__MATERIAL PROVIDED__
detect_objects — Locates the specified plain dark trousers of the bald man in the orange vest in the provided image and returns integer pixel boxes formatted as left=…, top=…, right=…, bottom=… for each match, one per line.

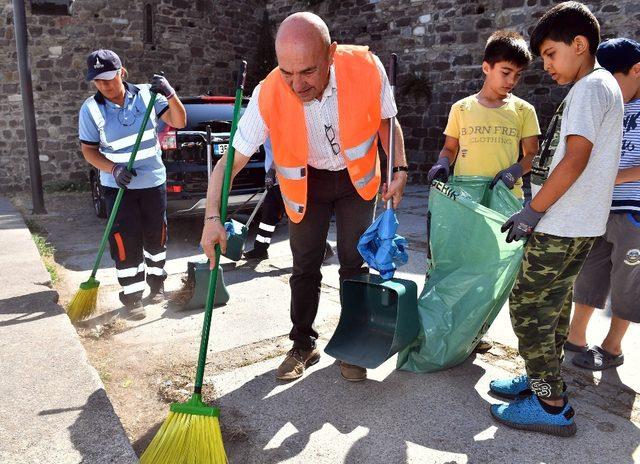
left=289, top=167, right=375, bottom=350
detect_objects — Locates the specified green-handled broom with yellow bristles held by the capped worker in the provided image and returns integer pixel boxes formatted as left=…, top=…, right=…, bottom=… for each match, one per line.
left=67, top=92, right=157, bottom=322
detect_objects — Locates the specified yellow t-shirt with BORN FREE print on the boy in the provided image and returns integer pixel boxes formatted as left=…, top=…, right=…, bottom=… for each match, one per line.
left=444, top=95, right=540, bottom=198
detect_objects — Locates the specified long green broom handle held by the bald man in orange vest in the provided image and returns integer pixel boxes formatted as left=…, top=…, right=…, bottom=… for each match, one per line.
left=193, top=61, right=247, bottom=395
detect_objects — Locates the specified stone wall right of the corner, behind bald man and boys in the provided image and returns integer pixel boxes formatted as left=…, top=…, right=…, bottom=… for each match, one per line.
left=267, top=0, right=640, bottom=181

__WORK INSTRUCTION__
Drop every image, please, and write out the data above exactly as shown.

__EXERCISE RESPONSE__
detect_objects — Locates the specified plain dark trousers of the bald man in the orange vest in the provided image and returns integer pixel boxes formatted as left=…, top=…, right=…, bottom=… for each match, one per line.

left=289, top=167, right=375, bottom=350
detect_objects — Locates the specified green-handled broom with yellow bristles held by the capped worker in the provided image and returns integer pixel boxes formatted as left=…, top=…, right=…, bottom=… for each match, one per line.
left=67, top=92, right=157, bottom=322
detect_objects — Locates the specified yellow t-shirt with BORN FREE print on the boy in the provided image and returns integer pixel boxes formatted as left=…, top=…, right=…, bottom=… for each match, one per line.
left=444, top=95, right=540, bottom=198
detect_objects — Locates the specified long green broom handle held by the bald man in orange vest in the provided image and returns integer pixel boxes formatted as left=…, top=…, right=…, bottom=… for each match, one per line.
left=193, top=61, right=247, bottom=395
detect_objects — Locates the specified stone wall right of the corner, behind bald man and boys in the provided image and returns integer pixel boxes formatted as left=…, top=…, right=…, bottom=… for each match, one per line.
left=267, top=0, right=640, bottom=181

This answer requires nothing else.